+++ RECORDS FOR THE EXERCISE

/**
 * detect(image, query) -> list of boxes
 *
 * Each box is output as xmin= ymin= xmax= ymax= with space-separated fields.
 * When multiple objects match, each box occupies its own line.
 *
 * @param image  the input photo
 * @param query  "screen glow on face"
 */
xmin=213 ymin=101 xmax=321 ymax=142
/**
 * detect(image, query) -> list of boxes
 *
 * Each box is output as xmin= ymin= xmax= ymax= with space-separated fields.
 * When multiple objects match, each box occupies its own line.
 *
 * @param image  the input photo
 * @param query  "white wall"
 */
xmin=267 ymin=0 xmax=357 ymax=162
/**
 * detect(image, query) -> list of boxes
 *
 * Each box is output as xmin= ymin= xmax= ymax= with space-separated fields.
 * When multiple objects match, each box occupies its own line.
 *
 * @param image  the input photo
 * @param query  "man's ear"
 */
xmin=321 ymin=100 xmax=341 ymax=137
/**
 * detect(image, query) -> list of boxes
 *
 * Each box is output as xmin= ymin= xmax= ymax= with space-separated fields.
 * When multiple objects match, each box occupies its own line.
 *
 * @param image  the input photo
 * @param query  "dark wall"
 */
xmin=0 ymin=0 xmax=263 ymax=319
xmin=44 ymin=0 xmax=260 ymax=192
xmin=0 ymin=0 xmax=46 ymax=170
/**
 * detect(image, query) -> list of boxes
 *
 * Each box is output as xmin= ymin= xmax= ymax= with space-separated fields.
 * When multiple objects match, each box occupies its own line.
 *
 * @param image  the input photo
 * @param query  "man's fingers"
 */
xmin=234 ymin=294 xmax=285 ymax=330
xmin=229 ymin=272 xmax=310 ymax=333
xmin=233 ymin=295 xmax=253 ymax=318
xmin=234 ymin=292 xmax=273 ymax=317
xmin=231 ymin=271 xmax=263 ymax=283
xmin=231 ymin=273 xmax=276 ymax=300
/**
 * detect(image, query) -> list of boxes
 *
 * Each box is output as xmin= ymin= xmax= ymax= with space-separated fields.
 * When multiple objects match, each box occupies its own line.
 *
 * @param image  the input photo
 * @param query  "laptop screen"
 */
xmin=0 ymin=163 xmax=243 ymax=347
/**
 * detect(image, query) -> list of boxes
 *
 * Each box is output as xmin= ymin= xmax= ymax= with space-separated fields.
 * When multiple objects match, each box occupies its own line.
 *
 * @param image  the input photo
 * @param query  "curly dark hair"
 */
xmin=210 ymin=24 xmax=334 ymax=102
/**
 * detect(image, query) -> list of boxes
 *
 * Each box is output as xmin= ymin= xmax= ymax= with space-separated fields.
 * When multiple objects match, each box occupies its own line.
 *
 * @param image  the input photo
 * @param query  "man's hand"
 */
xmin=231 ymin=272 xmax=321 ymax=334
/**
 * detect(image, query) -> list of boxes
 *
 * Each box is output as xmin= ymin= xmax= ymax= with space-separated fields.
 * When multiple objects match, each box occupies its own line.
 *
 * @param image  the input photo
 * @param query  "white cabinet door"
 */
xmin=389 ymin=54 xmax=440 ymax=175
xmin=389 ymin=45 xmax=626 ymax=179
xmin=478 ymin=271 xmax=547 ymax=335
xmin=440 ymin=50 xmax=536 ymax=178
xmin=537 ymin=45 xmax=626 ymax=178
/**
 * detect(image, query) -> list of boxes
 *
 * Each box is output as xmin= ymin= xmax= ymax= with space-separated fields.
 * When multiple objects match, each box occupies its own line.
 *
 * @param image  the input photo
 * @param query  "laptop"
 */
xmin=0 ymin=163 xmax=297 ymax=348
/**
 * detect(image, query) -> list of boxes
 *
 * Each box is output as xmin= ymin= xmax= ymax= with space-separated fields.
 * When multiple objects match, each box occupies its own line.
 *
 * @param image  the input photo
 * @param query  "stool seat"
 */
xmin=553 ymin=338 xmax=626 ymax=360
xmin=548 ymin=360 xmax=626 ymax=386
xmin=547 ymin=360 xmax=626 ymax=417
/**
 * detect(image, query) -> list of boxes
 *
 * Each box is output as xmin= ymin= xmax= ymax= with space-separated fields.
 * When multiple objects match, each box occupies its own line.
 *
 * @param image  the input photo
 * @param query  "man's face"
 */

++++++

◆ EXERCISE ◆
What is the number of lines in the records that hold the word "wall"? Answer with that number only.

◆ COMPLETED TASK ◆
2